---- Passage
I was feeling better by the time we (finally!) landed at Incheon International Airport, at which point the entire flight crew knew who I was, and a registered nurse traveling in first class had been consulted about my “condition.”  To be perfectly honest, three days of nerves and being pressurized for 24 hours was probably more of a cause than anything else, but … I should remember to send a nice note to United, especially since I didn’t get the name of a single one of the flight attendants who came by regularly to check on me.

My brother came to meet us at the airport, which was a grandiose gesture on his part.  The “new” (opened in 2001) international airport in Seoul is actually located nearly 50 km west of the city center on a reclaimed island in the Yellow Sea, and it’s not particularly convenient to anywhere except the port city of Incheon.  He rode back with us on the airport limo (basically a motorcoach with wide seats) to our hotel, which is somewhat close to where he and my sister in law (who has the flu and hasn’t yet made an appearance) live, although isn’t terribly convenient to most of the tourist sites in Seoul.  It is, as I’ve discovered, within range of several wireless signals that I can pirate in order to avoid paying the 8,000 won/hour the hotel charges to use theirs (that’s about $6).
--------
• **Questions on the material**
1 > Write out part of the Seoul arrival account word for word, starting at "My brother came" and ending at "(that’s about $6).".
2 > Resume the Seoul arrival account after its last sentence, carrying the narration forward.
The rows that come next are separate material, apart from the Seoul arrival account.
---- Stored data
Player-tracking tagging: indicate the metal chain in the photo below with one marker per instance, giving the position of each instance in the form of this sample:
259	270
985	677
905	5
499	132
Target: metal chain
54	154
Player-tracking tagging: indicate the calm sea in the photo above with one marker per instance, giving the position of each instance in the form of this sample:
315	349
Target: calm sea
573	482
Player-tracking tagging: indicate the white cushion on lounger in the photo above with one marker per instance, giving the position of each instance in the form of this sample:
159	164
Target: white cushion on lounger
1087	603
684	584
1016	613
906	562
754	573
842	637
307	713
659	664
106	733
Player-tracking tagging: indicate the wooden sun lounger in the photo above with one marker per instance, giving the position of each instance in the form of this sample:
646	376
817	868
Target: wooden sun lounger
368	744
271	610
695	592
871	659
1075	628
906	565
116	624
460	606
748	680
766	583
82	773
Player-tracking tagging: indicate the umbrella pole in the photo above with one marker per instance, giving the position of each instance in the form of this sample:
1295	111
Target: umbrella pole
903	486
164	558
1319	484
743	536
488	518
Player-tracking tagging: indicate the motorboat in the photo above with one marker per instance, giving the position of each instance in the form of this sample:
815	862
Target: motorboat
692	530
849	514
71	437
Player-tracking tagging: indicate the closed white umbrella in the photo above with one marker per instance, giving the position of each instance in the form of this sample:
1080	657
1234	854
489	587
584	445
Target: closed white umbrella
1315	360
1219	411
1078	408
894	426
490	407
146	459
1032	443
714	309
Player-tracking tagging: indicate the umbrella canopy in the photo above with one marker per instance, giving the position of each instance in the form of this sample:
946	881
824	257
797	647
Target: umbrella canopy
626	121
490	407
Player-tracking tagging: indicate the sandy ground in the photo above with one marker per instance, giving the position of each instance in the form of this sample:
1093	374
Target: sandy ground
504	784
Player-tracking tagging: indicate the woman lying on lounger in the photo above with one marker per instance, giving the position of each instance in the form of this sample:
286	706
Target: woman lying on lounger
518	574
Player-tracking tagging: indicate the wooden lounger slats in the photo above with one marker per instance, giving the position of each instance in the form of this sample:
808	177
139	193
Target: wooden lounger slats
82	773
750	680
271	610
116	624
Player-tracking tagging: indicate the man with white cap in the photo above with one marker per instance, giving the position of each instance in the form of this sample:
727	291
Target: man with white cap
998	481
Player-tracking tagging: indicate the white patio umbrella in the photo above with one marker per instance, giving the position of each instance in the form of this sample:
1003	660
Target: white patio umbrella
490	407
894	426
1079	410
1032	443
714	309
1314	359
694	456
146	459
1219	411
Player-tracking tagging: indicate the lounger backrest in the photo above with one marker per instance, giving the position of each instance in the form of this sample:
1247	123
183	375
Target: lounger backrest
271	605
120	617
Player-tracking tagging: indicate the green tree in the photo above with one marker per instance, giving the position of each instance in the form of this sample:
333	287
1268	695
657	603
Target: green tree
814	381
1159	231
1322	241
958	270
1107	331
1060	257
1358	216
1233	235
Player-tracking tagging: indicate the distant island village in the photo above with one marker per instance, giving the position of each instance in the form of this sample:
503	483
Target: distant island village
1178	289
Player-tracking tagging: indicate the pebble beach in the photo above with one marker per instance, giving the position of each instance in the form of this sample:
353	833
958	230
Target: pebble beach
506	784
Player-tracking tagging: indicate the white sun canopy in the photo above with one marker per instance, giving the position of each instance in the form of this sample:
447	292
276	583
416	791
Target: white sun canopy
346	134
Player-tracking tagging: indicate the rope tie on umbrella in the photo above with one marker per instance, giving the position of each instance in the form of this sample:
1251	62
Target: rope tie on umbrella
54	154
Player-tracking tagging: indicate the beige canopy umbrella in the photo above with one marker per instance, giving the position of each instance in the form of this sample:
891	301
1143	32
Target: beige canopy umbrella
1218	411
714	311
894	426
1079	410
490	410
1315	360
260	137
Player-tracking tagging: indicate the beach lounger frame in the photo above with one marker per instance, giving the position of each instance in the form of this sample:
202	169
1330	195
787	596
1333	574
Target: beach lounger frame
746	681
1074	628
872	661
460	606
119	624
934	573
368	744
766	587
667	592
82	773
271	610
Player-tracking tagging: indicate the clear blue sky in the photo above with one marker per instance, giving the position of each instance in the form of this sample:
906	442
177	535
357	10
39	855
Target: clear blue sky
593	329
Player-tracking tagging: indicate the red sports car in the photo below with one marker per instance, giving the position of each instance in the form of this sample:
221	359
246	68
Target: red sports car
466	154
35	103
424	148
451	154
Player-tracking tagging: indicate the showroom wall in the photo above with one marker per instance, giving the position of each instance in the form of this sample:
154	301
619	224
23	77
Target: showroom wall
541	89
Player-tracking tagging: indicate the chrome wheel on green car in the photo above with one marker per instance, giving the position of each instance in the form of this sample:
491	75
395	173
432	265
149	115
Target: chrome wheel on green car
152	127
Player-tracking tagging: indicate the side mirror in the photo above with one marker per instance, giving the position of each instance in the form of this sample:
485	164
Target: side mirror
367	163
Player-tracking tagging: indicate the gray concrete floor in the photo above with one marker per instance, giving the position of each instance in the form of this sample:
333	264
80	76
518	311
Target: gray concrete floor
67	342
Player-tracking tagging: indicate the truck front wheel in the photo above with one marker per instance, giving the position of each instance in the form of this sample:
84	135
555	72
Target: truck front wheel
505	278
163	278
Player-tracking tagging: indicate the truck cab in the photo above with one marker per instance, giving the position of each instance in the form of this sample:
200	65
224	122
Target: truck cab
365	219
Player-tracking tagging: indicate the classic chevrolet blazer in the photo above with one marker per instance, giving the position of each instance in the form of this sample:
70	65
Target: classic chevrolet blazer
--------
• **Answers for the tasks**
1 >
My brother came to meet us at the airport, which was a grandiose gesture on his part.  The “new” (opened in 2001) international airport in Seoul is actually located nearly 50 km west of the city center on a reclaimed island in the Yellow Sea, and it’s not particularly convenient to anywhere except the port city of Incheon.  He rode back with us on the airport limo (basically a motorcoach with wide seats) to our hotel, which is somewhat close to where he and my sister in law (who has the flu and hasn’t yet made an appearance) live, although isn’t terribly convenient to most of the tourist sites in Seoul.  It is, as I’ve discovered, within range of several wireless signals that I can pirate in order to avoid paying the 8,000 won/hour the hotel charges to use theirs (that’s about $6).

2 >
Although it was late (for us – around 9:30 pm), we had a quick meal at a place across the street called “Food Cafe,” where his recommendation of a local dish called ttuk dug, basically broth with mild vegetables and pressed rice cakes, went over very well with my tortured stomach.  Although I looked longingly at the dumplings going around the table, I decided to play it safe given the all-too-recent memories of my tortured maiden trans-Pacific crossing.

Today we’ve been easing in, sticking close to the hotel.  Lee took us to the mall, where we ate at the food court (and yes, my internal travel snob has choked on that one several times).  On the other hand, I can’t say with much honesty that I’d have been up for a heftier day of intensive sightseeing anyway – we’re all still walking zombies.  This 15 hour time change, plus the bewildering fact that we all think it should be Tuesday when it is, in fact, Wednesday, is wreaking havoc on all of us, so a day of milling about and easing into it isn’t the worst thing ever.

It is now probably the time when I should check in with the parental units to begin planning the rest of Family Vacation: Korea Edition.  More later!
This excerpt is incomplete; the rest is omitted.